Google Vets Raise $56 Million to Give AI Its ‘Android-Like Moment’

A group of tech veterans have reportedly raised $56 million to help construct an operating system for artificial intelligence (AI) agents.

As Bloomberg News reported Tuesday (Nov. 26), the new company — dubbed /dev/agents — is led by former Google and Stripe employees who worked on the Android operating system.

Their new seed funding round values /dev/agents at $500 million, the report added, citing a source familiar with the matter.

The report noted that several companies, Microsoft, OpenAI and Anthropic among them, are creating AI agents.

For example, Microsoft has recently debuted tools to help healthcare organizations build customized AI agents for appointment scheduling, clinical trial matching, and patient triage. 

OpenAI’s new framework, Swarm, lets AI agents collaborate and independently execute complex tasks, potentially boosting business efficiency. 

“While still experimental, the technology is poised to revolutionize workflows by enabling agents to autonomously handle processes like marketing and sales,” PYMNTS wrote last month.

However, the founders of /dev/agents think there’s a key component missing. If AI agents become as ever-present as apps, developers will need a common technical framework to connect those services and allow them to communicate with each other — similar to Apple’s iOS or Google’s Android.

“We need an Android-like moment for AI,” David Singleton, co-founder and CEO of /dev/agents, said in an interview with Bloomberg.

Singleton was a vice president of engineering on the Android project before becoming chief technology officer at FinTech company Stripe.

“We can see the promise of AI agents, but as a developer, it’s just too hard to build anything good,” he added.

Meanwhile, PYMNTS wrote earlier this month about tools such as the AI agent offered by Commerce.AI, exemplifying the trend of AI systems being trusted to handle sensitive customer interactions and operational decisions that guide company performance.

“While traditional AI approaches have centered around assistance, the ability for AI agents to reason, decide and take action will amplify results,” Archana Kannan, senior vice president of product for work messaging app Slack, told PYMNTS.

“Ultimately, agents are going to transform how every user gets their job done, particularly the mundane, common tasks like automating projects, new hire onboarding, generating content or managing IT incidents.”
-=-=-=-=-
_ACTION ITEM:_ In the article about /dev/agents, why do the company's founders think AI agents need a common technical framework? Answer in one to three sentences. The records are separate material and are not part of the article.
-=-=-=-=-
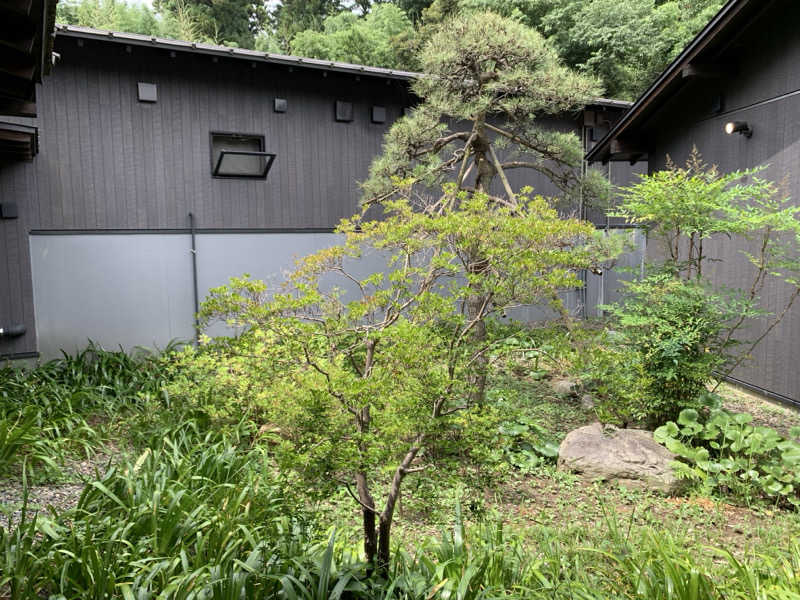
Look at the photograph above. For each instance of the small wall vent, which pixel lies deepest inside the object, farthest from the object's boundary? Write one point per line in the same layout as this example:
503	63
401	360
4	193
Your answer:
379	114
148	92
8	210
344	111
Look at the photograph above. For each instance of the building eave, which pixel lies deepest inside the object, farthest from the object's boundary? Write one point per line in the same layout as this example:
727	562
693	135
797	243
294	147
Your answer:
135	39
734	13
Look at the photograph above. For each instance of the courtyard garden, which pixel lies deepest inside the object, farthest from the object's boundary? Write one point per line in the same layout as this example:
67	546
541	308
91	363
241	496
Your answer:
393	433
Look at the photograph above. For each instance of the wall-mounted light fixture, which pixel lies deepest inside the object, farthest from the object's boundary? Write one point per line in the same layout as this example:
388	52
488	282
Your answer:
12	331
741	127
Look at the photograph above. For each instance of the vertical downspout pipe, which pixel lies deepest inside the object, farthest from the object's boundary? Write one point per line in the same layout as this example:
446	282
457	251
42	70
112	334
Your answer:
193	232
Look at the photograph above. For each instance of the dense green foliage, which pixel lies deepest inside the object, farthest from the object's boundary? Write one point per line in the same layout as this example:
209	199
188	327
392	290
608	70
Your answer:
679	332
339	376
624	43
381	38
671	335
727	453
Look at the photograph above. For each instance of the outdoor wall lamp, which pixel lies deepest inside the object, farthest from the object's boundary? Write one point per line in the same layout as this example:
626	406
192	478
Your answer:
741	127
13	331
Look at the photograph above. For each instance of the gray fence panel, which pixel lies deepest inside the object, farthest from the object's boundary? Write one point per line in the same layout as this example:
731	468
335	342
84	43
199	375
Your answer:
-=-=-=-=-
_ANSWER BELOW:_ The founders reason that if AI agents become as ever-present as apps, developers will need a common technical framework to connect those services and let them communicate with each other. They compare this framework to Apple's iOS or Google's Android.